__INPUT RECORDS__.

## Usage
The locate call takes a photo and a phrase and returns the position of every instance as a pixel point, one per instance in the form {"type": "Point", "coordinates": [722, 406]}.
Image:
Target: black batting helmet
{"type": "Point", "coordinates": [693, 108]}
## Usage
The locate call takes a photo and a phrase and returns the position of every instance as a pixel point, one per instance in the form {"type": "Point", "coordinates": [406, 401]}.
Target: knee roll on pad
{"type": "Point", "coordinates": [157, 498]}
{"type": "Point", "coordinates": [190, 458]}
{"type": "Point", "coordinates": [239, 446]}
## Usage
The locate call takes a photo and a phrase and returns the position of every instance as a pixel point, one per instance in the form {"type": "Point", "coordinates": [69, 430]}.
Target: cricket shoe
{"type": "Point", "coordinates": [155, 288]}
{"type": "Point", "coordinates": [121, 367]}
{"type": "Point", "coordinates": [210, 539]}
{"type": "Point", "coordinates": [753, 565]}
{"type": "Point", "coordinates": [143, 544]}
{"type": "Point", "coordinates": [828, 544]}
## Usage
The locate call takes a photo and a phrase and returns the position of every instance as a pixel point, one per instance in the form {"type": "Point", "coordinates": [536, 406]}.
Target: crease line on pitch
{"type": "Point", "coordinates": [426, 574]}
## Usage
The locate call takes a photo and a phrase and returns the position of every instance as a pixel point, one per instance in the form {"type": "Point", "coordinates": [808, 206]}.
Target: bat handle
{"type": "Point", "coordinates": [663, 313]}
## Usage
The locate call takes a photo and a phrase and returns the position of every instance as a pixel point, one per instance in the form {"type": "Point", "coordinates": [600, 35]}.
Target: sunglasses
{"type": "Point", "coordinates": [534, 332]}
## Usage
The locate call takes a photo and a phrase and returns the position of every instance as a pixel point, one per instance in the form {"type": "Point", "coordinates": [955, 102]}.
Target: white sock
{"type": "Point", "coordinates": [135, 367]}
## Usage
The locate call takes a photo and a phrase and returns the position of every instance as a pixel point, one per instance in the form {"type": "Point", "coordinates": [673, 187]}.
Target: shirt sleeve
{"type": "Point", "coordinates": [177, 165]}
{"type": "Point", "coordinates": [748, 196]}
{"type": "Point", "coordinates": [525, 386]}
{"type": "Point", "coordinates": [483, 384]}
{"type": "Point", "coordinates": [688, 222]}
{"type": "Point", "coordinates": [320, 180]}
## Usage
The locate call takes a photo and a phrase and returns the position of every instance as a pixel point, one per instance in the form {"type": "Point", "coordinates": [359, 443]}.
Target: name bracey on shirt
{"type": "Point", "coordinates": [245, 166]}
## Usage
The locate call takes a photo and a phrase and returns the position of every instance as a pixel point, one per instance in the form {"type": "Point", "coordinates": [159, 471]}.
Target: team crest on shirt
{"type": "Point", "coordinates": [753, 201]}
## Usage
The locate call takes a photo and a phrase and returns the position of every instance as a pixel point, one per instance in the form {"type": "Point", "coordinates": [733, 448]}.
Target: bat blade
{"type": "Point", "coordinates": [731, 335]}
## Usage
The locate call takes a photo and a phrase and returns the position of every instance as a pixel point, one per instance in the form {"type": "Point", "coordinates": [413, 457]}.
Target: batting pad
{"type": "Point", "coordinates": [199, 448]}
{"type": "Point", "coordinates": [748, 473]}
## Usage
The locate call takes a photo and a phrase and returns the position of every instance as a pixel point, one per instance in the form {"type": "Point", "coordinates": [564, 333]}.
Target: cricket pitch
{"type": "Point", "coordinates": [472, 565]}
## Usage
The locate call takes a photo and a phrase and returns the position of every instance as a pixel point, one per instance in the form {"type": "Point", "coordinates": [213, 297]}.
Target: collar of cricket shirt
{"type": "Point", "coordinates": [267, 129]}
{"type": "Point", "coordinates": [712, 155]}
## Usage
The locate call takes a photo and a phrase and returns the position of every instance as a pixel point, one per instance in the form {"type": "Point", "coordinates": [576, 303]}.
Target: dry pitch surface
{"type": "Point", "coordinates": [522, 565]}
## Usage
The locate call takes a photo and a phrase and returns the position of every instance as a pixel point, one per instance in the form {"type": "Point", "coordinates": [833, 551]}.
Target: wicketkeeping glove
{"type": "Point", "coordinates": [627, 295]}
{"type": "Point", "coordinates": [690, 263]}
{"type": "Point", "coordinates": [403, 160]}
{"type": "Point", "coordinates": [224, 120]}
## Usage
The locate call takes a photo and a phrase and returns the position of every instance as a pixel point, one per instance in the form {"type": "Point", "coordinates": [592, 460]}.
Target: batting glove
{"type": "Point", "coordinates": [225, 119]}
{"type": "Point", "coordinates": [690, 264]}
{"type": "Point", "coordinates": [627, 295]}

__EXERCISE__. Write the material out again word for word.

__REPLY__.
## Usage
The locate call takes a photo and a phrase and returns the position of every instance as a pixel point, one per instance in the form {"type": "Point", "coordinates": [722, 406]}.
Image:
Target: black batting helmet
{"type": "Point", "coordinates": [693, 108]}
## Usage
The locate call takes a photo and a phrase and returns the position of every instance as a pixel point, one per instance in the form {"type": "Point", "coordinates": [406, 401]}.
Target: knee roll on pad
{"type": "Point", "coordinates": [157, 498]}
{"type": "Point", "coordinates": [190, 458]}
{"type": "Point", "coordinates": [239, 446]}
## Usage
The locate call takes a photo and a phrase and returns the position of every instance as a pixel point, one per instance in the form {"type": "Point", "coordinates": [69, 430]}.
Target: cricket shoe
{"type": "Point", "coordinates": [155, 288]}
{"type": "Point", "coordinates": [121, 367]}
{"type": "Point", "coordinates": [210, 539]}
{"type": "Point", "coordinates": [753, 565]}
{"type": "Point", "coordinates": [143, 544]}
{"type": "Point", "coordinates": [828, 544]}
## Usage
The locate call takes a photo and a phrase and returns the position of every instance as a pixel point, one per instance in the form {"type": "Point", "coordinates": [536, 406]}.
Target: crease line on pitch
{"type": "Point", "coordinates": [426, 574]}
## Usage
The locate call takes a photo and a phrase and returns the position of every instance as a pixel point, one per instance in the form {"type": "Point", "coordinates": [808, 206]}.
Target: bat handle
{"type": "Point", "coordinates": [663, 313]}
## Usage
The locate call takes a photo and a phrase and returns the position of every instance as a pixel point, one per instance in the form {"type": "Point", "coordinates": [600, 35]}.
Target: sunglasses
{"type": "Point", "coordinates": [534, 332]}
## Usage
The locate call takes a photo and a phrase and returns the position of every instance as a pixel point, one per instance in the form {"type": "Point", "coordinates": [955, 102]}.
Target: white sock
{"type": "Point", "coordinates": [135, 367]}
## Usage
The locate call takes a photo and a phrase and returns the position of every instance as a pixel point, one per instance in the form {"type": "Point", "coordinates": [673, 187]}.
Target: shirt sleeve
{"type": "Point", "coordinates": [177, 165]}
{"type": "Point", "coordinates": [748, 196]}
{"type": "Point", "coordinates": [525, 386]}
{"type": "Point", "coordinates": [483, 384]}
{"type": "Point", "coordinates": [688, 222]}
{"type": "Point", "coordinates": [320, 180]}
## Usage
The locate call takes a photo and a phrase and returns the position of every instance as a pixel point, one per instance in the form {"type": "Point", "coordinates": [359, 443]}.
Target: name bracey on shirt
{"type": "Point", "coordinates": [245, 166]}
## Usage
The locate call takes a photo and a phrase and returns the position of every instance as a pixel point, one per instance in the form {"type": "Point", "coordinates": [159, 471]}.
Target: team crest on shirt
{"type": "Point", "coordinates": [753, 201]}
## Usage
The locate call takes a photo and a phrase and returns the position of every instance as a pixel point, one per instance in the form {"type": "Point", "coordinates": [733, 448]}.
Target: bat blade
{"type": "Point", "coordinates": [731, 335]}
## Usage
The locate call takes a photo and a phrase and returns the position of every instance as a pixel point, one per instance in the form {"type": "Point", "coordinates": [413, 457]}.
Target: batting pad
{"type": "Point", "coordinates": [199, 448]}
{"type": "Point", "coordinates": [748, 473]}
## Usage
The locate call takes a photo and a phrase and returns the position of every instance as a pixel point, one per instance in the form {"type": "Point", "coordinates": [564, 333]}.
Target: cricket pitch
{"type": "Point", "coordinates": [472, 565]}
## Usage
The locate call takes a photo and a phrase and returns the position of every instance as a pixel point, one per instance in the form {"type": "Point", "coordinates": [213, 297]}.
Target: collar of cricket shirt
{"type": "Point", "coordinates": [267, 129]}
{"type": "Point", "coordinates": [712, 155]}
## Usage
The locate call takes a photo and a phrase and returns the position of every instance as a pixel point, one per instance in the form {"type": "Point", "coordinates": [576, 303]}.
Target: dry pitch surface
{"type": "Point", "coordinates": [522, 565]}
## Usage
The locate call takes a photo and a phrase and returns the position of every instance as a pixel point, one per instance in the form {"type": "Point", "coordinates": [833, 551]}.
Target: wicketkeeping glove
{"type": "Point", "coordinates": [627, 295]}
{"type": "Point", "coordinates": [690, 263]}
{"type": "Point", "coordinates": [403, 160]}
{"type": "Point", "coordinates": [224, 120]}
## Usage
The locate call takes a photo and a phrase and returns the position of every instance as a pixel point, one per instance in the form {"type": "Point", "coordinates": [592, 460]}.
Target: batting glove
{"type": "Point", "coordinates": [225, 119]}
{"type": "Point", "coordinates": [690, 264]}
{"type": "Point", "coordinates": [627, 295]}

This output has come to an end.